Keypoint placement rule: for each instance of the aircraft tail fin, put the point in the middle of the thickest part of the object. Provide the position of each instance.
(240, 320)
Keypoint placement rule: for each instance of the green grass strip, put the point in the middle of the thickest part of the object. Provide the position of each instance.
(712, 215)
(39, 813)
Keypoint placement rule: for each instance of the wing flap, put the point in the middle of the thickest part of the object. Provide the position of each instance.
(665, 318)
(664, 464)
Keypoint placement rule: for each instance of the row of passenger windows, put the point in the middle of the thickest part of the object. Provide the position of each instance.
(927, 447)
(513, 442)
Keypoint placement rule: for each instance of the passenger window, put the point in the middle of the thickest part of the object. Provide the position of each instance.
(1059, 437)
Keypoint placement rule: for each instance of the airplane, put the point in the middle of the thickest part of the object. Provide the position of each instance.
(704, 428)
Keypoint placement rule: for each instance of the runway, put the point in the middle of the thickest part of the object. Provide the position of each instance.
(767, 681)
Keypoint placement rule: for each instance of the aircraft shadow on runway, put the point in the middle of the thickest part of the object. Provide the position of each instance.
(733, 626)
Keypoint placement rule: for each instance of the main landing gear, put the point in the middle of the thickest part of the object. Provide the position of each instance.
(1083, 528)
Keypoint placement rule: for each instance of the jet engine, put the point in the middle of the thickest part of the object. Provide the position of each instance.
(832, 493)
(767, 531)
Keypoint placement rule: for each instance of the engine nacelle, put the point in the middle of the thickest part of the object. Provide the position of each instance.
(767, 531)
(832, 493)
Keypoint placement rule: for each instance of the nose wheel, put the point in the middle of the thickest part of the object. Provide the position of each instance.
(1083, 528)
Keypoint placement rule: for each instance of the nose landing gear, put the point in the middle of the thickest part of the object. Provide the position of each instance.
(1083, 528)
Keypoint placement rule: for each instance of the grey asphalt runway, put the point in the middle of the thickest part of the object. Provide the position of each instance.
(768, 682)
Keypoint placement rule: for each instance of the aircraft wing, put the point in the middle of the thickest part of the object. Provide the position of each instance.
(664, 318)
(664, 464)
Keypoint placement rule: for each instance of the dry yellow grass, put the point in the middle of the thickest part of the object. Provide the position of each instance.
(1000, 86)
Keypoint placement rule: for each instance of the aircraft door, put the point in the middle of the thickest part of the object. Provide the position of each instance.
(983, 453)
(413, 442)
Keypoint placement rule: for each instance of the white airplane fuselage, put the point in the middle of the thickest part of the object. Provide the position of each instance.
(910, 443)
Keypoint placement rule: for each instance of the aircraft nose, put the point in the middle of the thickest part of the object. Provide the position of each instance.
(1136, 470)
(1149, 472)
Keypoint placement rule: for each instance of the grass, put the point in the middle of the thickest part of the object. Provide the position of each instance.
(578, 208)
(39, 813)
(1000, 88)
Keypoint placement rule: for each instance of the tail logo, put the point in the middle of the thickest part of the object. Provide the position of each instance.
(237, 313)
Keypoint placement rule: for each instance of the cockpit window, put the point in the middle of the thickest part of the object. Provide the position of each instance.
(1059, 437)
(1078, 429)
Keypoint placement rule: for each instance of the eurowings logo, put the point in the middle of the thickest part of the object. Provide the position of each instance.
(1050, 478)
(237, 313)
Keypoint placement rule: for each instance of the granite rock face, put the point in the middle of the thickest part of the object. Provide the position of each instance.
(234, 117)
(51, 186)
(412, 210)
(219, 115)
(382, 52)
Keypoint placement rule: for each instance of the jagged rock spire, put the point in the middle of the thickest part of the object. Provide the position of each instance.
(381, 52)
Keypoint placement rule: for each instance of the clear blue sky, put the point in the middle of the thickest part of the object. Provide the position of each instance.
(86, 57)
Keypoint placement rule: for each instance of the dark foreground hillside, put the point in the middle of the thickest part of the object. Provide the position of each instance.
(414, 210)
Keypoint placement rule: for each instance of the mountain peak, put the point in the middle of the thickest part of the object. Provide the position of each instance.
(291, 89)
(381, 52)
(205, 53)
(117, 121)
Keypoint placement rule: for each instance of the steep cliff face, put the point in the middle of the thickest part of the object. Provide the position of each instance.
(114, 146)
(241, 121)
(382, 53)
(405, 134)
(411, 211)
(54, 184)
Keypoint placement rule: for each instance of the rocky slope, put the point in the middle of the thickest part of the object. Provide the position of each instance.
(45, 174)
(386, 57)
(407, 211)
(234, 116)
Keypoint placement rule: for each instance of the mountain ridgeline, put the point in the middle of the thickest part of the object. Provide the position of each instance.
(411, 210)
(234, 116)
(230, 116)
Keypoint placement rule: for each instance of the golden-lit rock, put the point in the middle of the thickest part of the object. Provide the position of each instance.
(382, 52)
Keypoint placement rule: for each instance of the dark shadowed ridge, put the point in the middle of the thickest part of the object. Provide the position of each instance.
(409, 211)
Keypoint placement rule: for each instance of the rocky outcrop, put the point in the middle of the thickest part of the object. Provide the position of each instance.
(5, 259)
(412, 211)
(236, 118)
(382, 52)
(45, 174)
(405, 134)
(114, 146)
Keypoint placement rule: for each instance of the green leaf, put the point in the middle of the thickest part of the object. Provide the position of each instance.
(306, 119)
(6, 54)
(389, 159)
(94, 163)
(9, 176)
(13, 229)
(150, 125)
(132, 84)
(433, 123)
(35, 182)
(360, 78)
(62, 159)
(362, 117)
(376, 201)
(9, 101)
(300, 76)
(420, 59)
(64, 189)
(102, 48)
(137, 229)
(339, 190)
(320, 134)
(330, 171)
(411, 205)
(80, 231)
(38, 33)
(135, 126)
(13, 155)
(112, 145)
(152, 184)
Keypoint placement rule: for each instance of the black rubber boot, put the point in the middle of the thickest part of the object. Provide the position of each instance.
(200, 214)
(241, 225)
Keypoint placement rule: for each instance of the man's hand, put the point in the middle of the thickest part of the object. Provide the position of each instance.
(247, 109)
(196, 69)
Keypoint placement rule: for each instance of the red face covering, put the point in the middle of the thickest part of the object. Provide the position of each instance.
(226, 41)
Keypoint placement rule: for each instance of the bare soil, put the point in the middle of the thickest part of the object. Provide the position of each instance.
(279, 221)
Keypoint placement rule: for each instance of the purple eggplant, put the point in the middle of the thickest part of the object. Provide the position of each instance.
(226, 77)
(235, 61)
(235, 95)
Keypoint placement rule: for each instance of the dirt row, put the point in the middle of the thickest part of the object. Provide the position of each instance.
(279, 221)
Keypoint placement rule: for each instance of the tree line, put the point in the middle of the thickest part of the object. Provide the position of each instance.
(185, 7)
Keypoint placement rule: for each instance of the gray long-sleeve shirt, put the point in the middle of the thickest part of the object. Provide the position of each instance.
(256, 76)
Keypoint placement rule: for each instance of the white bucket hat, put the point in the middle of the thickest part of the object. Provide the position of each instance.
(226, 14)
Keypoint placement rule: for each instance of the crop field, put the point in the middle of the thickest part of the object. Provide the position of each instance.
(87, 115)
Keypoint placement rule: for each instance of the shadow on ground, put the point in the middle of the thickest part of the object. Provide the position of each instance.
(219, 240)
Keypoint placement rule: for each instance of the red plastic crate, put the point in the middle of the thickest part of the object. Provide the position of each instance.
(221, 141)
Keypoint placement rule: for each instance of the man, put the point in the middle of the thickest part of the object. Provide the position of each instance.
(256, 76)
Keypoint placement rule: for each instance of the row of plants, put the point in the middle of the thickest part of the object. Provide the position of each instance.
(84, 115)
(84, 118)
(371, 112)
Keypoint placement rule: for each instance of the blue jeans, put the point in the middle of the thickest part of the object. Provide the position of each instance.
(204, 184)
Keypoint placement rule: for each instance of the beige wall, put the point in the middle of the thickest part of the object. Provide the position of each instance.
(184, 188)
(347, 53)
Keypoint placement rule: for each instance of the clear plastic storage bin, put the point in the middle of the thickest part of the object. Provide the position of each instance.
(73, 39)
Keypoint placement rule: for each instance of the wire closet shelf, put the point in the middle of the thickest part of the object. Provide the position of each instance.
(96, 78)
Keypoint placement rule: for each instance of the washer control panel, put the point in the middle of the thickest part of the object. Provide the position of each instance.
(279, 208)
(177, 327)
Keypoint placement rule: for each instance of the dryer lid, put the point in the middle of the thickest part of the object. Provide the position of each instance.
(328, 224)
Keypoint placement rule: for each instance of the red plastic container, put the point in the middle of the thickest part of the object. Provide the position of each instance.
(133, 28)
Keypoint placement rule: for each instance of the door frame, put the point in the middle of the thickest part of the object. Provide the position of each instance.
★ ★ ★ ★ ★
→ STATED EXERCISE
Repeat only the stretch of lines that begins at the line containing "Keypoint placement rule: for each instance of the shadow" and ends at the last line above, both included.

→ ANSWER TO THIS EXERCISE
Keypoint placement rule: for each instance of the shadow on ground, put the point in the middle of the thickest part of the object. Provide the position of each instance.
(219, 240)
Keypoint placement rule: for each instance of the red plastic crate, put the point in the middle of the thickest part of the object. Provide the position of each instance.
(221, 141)
Keypoint placement rule: for each instance of the man, put the point in the middle of the thickest part of the object. Provide the position of each instance.
(256, 76)
Keypoint placement rule: for each instance of the row of plants, put the point in the middle of the thickest part of the object. Provide the position of each instance.
(84, 115)
(84, 118)
(371, 112)
Keypoint placement rule: for each instance of the blue jeans, put the point in the middle of the thickest part of the object. Provide the position of each instance.
(204, 184)
Keypoint placement rule: for each instance of the beige wall, put the point in the middle of the thickest part of the object. Provide the position of each instance.
(184, 188)
(347, 53)
Keypoint placement rule: for each instance of the clear plastic storage bin, put the point in the middle of the thickest part of the object. Provide the position of each instance.
(73, 39)
Keypoint placement rule: for each instance of the wire closet shelf, put the point in the middle of the thickest part of the object. Provide the position of each instance.
(96, 78)
Keypoint placement rule: for each instance of the washer control panel, put the point in the middle of the thickest part of the object. Provide the position of each instance.
(279, 208)
(177, 327)
Keypoint placement rule: for each instance of the dryer lid, put the point in the middle of the thickest part of the object. Provide the position of each instance.
(328, 224)
Keypoint placement rule: for each instance of the red plastic container, put the point in the middle of the thickest part of the object. Provide the position of each instance.
(133, 28)
Keypoint placement rule: for each instance of the door frame, put the point in the middle of the thickest part of the object. Provide the position of each instance.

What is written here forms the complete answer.